Provided passage:

──────

November 22, 2024
ERCOT’s Summer Reserve Margin up to 12.6%
Texas Grid Operator Still Expects Record Demand, Despite COVID-19
ERCOT said it still expects record demand this summer and the potential need for emergency measures, despite a drop in load from the COVID-19 pandemic.

ERCOT said Wednesday it still expects record demand this summer and the potential need for emergency measures, despite a drop in load from the COVID-19 pandemic’s continued effect on the Texas economy.

In making its final resource assessment for the summer months, the grid operator used data from Moody’s Analytics to drop its peak load forecast to 75.2 GW, almost 1.5 GW less than its preliminary assessment. However, the forecast is still higher than last August’s all-time record demand of 74.8 GW.

The pandemic has reduced weekly energy usage within ERCOT’s footprint by 3 to 4%.

“There is a lot of uncertainty in today’s world, but we are confident that Texas will still be hot this summer,” CEO Bill Magness said in a statement.

──────

Given data:
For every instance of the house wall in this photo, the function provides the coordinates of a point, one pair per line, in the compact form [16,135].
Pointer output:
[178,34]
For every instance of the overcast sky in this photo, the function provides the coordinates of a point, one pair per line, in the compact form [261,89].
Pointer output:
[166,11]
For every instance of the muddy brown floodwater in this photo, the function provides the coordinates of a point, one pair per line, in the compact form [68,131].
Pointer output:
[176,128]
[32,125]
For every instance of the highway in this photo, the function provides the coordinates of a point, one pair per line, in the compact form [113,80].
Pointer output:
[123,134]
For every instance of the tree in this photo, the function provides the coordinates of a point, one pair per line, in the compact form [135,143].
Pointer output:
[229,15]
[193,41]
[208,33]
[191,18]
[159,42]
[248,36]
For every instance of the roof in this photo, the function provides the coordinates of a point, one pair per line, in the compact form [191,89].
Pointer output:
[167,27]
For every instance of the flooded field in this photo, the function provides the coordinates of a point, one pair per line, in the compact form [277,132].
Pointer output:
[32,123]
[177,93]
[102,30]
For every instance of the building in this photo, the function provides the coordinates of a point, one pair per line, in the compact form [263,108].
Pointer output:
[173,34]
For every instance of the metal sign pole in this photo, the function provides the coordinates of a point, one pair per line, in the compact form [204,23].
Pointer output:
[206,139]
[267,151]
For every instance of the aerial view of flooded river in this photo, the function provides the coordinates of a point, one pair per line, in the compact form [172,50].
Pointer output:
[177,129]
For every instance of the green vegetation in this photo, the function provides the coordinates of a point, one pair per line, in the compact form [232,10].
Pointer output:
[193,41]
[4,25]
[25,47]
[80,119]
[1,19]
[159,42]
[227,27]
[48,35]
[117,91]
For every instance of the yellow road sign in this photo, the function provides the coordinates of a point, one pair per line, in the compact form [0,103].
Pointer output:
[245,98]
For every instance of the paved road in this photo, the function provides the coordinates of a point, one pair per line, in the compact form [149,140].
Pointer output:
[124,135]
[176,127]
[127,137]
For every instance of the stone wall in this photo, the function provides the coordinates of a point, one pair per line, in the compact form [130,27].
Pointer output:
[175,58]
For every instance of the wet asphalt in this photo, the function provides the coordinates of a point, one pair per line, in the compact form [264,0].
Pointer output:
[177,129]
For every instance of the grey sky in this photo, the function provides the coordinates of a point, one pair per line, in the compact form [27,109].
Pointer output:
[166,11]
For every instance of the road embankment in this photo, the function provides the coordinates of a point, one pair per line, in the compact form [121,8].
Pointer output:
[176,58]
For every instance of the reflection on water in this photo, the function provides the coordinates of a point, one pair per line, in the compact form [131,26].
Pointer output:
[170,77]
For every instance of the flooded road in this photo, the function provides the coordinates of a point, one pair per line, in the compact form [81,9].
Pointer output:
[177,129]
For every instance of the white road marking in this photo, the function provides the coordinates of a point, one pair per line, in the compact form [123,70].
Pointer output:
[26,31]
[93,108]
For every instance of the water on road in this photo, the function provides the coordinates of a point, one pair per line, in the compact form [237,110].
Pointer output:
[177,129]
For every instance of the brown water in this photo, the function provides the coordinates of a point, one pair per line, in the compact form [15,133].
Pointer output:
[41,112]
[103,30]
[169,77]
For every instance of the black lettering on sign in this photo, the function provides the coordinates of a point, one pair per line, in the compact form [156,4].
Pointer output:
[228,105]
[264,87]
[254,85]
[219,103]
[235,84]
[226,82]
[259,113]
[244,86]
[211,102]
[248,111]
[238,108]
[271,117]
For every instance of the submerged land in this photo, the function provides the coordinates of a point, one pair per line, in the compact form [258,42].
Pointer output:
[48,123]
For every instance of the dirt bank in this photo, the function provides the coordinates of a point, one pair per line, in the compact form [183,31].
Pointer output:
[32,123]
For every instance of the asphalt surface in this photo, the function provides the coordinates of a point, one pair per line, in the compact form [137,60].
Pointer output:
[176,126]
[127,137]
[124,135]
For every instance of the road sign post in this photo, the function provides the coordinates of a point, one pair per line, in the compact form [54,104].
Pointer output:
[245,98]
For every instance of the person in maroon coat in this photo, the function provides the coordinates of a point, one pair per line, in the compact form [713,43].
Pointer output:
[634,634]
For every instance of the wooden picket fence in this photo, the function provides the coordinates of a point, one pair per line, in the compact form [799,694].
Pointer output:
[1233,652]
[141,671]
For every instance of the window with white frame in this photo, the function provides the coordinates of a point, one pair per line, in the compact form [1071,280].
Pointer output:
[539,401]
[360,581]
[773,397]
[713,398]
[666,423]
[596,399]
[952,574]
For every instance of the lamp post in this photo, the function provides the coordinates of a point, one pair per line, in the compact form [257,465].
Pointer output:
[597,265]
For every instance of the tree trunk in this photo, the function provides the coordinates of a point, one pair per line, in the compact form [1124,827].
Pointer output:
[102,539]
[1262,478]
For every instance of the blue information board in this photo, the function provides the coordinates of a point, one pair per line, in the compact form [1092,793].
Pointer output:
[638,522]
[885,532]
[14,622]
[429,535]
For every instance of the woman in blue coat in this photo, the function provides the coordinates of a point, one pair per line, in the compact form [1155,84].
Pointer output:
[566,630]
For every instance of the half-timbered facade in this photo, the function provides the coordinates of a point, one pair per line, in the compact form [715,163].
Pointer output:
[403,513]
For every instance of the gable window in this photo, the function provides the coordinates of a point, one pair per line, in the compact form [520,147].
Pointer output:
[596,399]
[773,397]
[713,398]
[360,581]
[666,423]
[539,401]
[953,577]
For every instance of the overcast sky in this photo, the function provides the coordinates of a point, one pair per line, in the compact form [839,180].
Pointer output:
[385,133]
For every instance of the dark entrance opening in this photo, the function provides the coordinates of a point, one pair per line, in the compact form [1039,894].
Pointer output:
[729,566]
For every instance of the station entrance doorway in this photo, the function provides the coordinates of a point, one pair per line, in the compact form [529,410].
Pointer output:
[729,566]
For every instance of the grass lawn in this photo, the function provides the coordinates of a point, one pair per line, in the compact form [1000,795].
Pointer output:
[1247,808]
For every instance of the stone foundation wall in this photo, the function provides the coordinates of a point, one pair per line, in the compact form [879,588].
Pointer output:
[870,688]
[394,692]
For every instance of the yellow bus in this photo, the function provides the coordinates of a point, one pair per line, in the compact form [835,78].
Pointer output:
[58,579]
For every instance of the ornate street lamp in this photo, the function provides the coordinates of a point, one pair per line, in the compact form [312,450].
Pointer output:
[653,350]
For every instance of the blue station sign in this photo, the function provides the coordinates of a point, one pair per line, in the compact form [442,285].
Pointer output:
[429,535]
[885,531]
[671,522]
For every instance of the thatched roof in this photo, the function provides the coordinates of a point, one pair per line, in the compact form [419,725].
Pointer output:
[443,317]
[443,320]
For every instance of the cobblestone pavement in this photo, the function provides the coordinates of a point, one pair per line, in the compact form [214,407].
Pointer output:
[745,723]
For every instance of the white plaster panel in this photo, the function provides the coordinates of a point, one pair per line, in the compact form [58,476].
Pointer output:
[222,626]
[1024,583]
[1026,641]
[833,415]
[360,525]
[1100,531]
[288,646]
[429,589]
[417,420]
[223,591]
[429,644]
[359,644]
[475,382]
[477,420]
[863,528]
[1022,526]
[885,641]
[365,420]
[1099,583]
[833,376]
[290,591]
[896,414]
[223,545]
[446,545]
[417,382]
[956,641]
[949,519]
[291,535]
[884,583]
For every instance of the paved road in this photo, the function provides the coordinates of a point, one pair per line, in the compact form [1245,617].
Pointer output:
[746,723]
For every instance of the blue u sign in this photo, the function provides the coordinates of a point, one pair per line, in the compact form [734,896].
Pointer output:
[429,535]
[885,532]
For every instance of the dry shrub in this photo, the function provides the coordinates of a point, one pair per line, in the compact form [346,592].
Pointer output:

──────

Required actions:
[1] In the ERCOT summer demand article, what peak load forecast did the grid operator give in its final assessment?
[2] List every figure given in gigawatts in the ERCOT summer demand article.
[3] Please continue the ERCOT summer demand article from the end of its last sentence.
The material has no connection to the ERCOT summer demand article.

Task-by-task results:
[1] 75.2 GW

[2] 75.2 GW, almost 1.5 GW, 74.8 GW

[3]
ERCOT Summer Reserve Margin
ERCOT’s peak load forecast through 2025 | ERCOT

Given the expected drop in demand and capacity additions since the last seasonal adequacy resource assessment (SARA), staff adjusted the summer reserve margin to 12.6%, up from 10.6%. Seven wind, solar and storage projects, totaling 276 MW of summer peak contributions, have begun commercial operations since the March SARA.

ERCOT said that even with 82.2 GW of capacity available this summer, energy emergency alerts are still possible should there be extreme weather, low wind generation or higher-than-normal generation outages. The grid operator called two EEAs last summer, when it had a reserve margin of 8.6%. Demand did not reach record peak levels either day, but wind production was unexpectedly low and thermal generation outages were high. (See “ERCOT CEO Briefs Commission on Summer Performance,” Texas PUC Briefs: Aug. 29, 2019.)

Pete Warnken, ERCOT’s manager of resource adequacy, said the risk of an emergency is still present but less likely with a reserve margin that is almost 50% higher. “We anticipate the risk is now lower with typical grid conditions,” he said.

The grid operator also released a preliminary SARA for the fall — 6.8 GW of additional capacity will help meet a predicted peak demand of almost 61 GW — and an updated capacity, demand and reserves (CDR) report.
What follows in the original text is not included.